L'art. 13, comma 6, L. 31/12/2012 n. 247 successivamente ha previsto: “I parametri indicati nel decreto emanato dal Ministro della giustizia, su proposta del CNF, ogni due anni, ai sensi dell'articolo 1, comma 3, si applicano…in caso di liquidazione giudiziale dei compensi”.

Tale norma è stata attuata in ordine cronologico:

  • dal D.M. 10/3/2014 n. 55;
  • dalD.M. 8/3/2018 n. 37.

Le disposizioni di entrambi i decreti si applicano, per espressa previsione normativa, alle liquidazioni successive alla loro entrata in vigore (art. 23 D.M. 10/3/2014 n. 55 e art. 6 D.M. 8/3/2018 n. 37).

E' ius receptum, infatti, che “i nuovi parametri siano da applicare ogni qual volta la liquidazione giudiziale intervenga in un momento successivo alla data di entrata in vigore del…decreto e si riferisca al compenso spettante ad un professionista che, a quella data, non abbia ancora completato la propria prestazione professionale, ancorché tale prestazione abbia avuto inizio e si sia in parte svolta in epoca precedente, quando ancora erano in vigore le tariffe professionali abrogate” atteso che “il compenso evoca la nozione di un corrispettivo unitario, che ha riguardo all'opera professionale complessivamente prestata” (Sez. Un. 12/10/2012 n. 17405 che ha affermato il principio in relazione ai precedenti parametri professionali di cui al D.M. 20/7/2012 n. 140 ed alla disposizione temporale dell'art. 41; conf., in relazione ai vigenti parametri professionali, Cass. 29/7/2021 n. 21798; Cass. 23/6/2021 n. 18003; Cass. 15/4/2021 n. 9938).

L'art. 4, comma 1, terzo e quarto alinea D.M. 10/3/2014 n. 55, nel testo in vigore prima della modifica attuata con il D.M. 8/3/2018 n. 37, dispone(va): “Il giudice tiene conto dei valori medi di cui alle tabelle allegate, che, in applicazione dei parametri generali, possono essere aumentati, di regola, fino all'80 per cento, o diminuiti fino al 50 per cento. Per la fase istruttoria l'aumento è di regola fino al 100 per cento e la diminuzione di regola fino al 70 per cento”.

La Suprema Corte di Cassazione, nella vigenza di tale norma, ha ritenuto che il giudice può derogare ai minimi con apposita motivazione.

* [ATTIVITÀ DA SVOLGERE]:
1. Rispondi alle domande sul brano relativo ai parametri forensi:
(a) Con quale cadenza viene emanato il decreto con i parametri previsto dall'art. 13, comma 6, L. 31/12/2012 n. 247?
(b) Quale articolo del D.M. 8/3/2018 n. 37 ne prevede l'applicazione alle liquidazioni successive alla sua entrata in vigore?
(c) Nel testo anteriore alla modifica del 2018, fino a quale percentuale poteva di regola essere aumentato il valore medio per la fase istruttoria?
2. Trascrivi dal brano sui parametri forensi il passo che comincia con “Le disposizioni di” e termina con “8/3/2018 n. 37).”.
Le voci riportate più avanti non servono per lo svolgimento.

* [RIGHE ARCHIVIATE]:
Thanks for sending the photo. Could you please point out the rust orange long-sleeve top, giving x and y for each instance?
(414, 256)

---

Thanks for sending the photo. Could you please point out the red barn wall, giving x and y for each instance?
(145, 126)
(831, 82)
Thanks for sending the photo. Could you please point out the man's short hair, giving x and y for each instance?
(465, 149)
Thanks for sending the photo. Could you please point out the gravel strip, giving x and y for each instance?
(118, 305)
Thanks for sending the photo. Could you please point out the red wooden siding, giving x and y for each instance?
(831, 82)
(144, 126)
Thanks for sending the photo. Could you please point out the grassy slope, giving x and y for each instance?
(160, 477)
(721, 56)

---

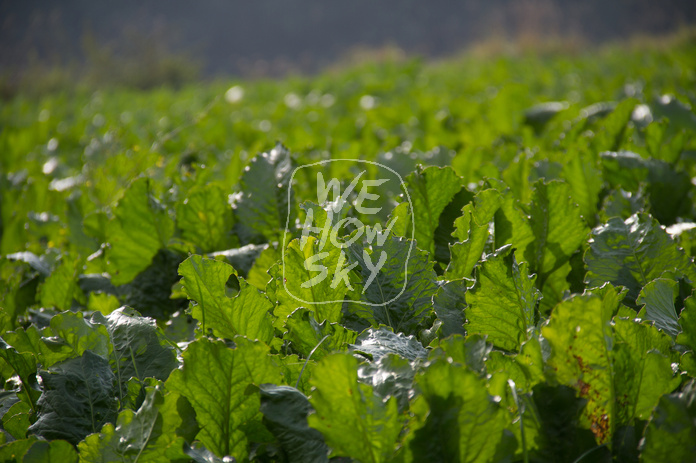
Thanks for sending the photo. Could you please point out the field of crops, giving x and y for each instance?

* [RISPOSTE AI COMPITI]:
1.
(a) Ogni due anni.
(b) L'art. 6.
(c) Fino al 100 per cento.

2.
Le disposizioni di entrambi i decreti si applicano, per espressa previsione normativa, alle liquidazioni successive alla loro entrata in vigore (art. 23 D.M. 10/3/2014 n. 55 e art. 6 D.M. 8/3/2018 n. 37).